FRAGMENTO DE ORIGEN
---+---
Esto ¡nunca había constituido delito! Es que el significado
psicológico del aprovechamiento de la inexperiencia sexual de
una niña de 14 años por parte de un sujeto de 20 es muy distinto al efecto que
puede quedar en un muchacho de 14, de quien se enamora su maestra de inglés,
también de 20, habiendo en todos los casos consentimiento. ¿Cómo pasaba a ser
delito, esto último, para el siglo XXI?
[45]Dicho tan sólo a
modo de burdo ejemplo, un niño de 8 ó 9 años puede informarle a sus padres
sobre lo que aparece en internet si uno escribe “www.lesbis.com”.
[46]Por ello, lo que
se dice en algunos votos de la sentencia de
la Corte Suprema de Justicia de
la Nación en el caso “Arriola” sobre los delitos de peligro abstracto
importa una sensible confusión de las categorías.
---+---
MATERIAL EXTRAÍDO

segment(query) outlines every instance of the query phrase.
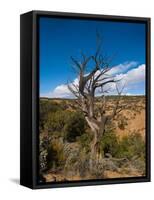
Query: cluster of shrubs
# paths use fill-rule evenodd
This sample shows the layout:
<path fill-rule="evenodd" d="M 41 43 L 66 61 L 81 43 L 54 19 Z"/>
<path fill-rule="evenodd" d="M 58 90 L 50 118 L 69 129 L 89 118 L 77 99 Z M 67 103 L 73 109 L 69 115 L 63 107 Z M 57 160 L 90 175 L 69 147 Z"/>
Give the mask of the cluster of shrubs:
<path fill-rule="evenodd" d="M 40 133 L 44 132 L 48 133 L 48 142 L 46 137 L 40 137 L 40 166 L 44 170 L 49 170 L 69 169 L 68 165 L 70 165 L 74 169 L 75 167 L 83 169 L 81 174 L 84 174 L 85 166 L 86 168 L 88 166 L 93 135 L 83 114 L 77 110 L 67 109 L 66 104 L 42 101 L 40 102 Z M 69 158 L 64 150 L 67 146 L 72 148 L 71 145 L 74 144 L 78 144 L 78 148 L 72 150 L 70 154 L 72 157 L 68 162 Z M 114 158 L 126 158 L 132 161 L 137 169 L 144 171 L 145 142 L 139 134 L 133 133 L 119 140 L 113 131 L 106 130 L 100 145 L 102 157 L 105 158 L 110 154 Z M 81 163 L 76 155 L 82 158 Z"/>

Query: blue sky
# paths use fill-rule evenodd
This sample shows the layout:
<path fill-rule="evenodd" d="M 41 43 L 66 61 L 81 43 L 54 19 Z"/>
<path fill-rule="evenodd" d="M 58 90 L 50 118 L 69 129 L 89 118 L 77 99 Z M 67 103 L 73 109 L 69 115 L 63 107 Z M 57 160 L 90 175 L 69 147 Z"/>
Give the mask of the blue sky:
---+---
TAREA
Responda a partir del fragmento:
1. ¿Qué edad tiene la maestra de inglés?
2. ¿Qué edad se atribuye al niño que puede informar a sus padres sobre lo que aparece en internet?
3. ¿Cómo se llama el caso de la Corte Suprema de Justicia de la Nación que se cita?

RESULTADO
1. 20 años.
2. 8 o 9 años.
3. «Arriola».